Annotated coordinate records
* START *
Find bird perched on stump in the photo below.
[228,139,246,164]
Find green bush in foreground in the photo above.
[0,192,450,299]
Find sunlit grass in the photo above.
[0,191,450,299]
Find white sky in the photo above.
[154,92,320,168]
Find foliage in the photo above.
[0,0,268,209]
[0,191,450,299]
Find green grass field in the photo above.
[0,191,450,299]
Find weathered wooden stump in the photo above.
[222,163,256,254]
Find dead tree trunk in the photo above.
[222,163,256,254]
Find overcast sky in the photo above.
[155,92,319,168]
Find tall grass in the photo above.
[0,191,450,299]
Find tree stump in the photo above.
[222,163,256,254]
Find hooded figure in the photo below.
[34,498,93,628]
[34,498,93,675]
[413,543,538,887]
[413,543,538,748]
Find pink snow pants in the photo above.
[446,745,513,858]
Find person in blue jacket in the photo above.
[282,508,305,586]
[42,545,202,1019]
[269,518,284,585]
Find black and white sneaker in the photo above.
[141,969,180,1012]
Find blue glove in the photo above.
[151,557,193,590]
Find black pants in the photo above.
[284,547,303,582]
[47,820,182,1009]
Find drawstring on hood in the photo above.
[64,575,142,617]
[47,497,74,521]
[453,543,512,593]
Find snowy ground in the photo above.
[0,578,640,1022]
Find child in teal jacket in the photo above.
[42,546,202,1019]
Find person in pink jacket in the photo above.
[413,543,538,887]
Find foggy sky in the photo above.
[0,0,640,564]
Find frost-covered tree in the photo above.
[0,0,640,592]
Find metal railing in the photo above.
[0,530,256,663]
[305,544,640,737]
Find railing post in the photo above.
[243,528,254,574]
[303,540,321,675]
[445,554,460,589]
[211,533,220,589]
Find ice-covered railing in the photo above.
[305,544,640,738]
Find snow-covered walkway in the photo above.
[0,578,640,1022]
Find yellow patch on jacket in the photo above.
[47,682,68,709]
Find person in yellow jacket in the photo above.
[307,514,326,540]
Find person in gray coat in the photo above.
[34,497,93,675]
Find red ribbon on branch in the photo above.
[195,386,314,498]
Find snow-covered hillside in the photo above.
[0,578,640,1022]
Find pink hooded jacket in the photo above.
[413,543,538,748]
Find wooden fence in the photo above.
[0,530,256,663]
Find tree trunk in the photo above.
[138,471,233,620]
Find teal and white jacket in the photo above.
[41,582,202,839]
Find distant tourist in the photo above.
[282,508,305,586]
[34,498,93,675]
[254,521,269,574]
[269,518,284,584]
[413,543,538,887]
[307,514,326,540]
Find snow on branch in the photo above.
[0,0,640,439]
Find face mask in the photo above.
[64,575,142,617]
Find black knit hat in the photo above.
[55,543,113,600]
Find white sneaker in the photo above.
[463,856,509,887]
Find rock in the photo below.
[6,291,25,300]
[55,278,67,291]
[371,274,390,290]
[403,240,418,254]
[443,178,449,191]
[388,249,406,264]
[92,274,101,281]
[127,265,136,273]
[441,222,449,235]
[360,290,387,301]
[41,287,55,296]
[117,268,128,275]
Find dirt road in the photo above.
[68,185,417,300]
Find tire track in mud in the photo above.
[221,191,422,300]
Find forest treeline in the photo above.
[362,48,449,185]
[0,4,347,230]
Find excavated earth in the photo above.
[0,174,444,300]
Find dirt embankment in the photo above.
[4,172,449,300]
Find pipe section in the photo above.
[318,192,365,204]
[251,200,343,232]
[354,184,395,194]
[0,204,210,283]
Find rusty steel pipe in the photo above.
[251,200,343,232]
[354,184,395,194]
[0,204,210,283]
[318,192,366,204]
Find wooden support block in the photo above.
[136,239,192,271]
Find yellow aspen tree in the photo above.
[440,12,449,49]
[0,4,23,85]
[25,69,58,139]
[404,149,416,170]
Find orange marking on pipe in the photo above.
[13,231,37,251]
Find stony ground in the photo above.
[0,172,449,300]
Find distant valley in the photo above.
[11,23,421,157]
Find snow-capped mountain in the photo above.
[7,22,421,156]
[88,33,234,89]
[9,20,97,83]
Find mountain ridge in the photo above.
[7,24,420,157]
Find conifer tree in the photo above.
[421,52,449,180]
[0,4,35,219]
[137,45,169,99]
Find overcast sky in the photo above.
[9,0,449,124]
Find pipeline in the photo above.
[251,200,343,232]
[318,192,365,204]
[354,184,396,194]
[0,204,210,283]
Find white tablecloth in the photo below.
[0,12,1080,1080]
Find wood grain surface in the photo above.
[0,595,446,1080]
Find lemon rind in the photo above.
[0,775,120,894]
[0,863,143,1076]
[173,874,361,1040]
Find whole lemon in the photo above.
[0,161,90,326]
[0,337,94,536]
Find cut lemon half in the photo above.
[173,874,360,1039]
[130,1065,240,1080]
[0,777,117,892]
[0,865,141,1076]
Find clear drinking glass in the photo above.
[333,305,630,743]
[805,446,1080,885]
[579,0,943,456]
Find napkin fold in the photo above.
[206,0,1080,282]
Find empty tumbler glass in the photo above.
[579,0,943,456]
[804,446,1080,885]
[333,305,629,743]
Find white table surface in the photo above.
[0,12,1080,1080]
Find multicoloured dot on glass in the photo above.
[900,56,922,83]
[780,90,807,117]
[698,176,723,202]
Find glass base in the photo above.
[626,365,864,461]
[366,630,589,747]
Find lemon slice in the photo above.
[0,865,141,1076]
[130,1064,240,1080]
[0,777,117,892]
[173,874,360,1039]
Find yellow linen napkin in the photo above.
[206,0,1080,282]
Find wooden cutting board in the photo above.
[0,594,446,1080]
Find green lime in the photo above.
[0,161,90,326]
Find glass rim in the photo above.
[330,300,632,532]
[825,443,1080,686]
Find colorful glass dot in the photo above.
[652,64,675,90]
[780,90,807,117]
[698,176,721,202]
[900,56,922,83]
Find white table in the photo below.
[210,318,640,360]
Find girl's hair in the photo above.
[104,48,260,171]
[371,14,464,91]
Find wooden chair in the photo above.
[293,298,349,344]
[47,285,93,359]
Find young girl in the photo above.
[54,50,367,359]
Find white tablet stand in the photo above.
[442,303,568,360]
* END *
§ **What to do**
Offset every coordinate in the records by 113, reproducing each line, requests included, starting with the line containing "Find distant tourist in the photo above." and going through the line containing "[463,856,509,887]". Return only those lines.

§ **Task answer**
Find distant tourist in the photo above.
[395,621,418,699]
[147,611,206,788]
[367,634,382,687]
[382,631,397,697]
[526,656,651,1000]
[420,627,439,653]
Find snow on branch in the photo above.
[113,113,753,552]
Find face mask in the photo above.
[177,688,255,730]
Find black knit hat in the photo above.
[168,656,226,713]
Find white sneaker in the photo above.
[576,969,622,1000]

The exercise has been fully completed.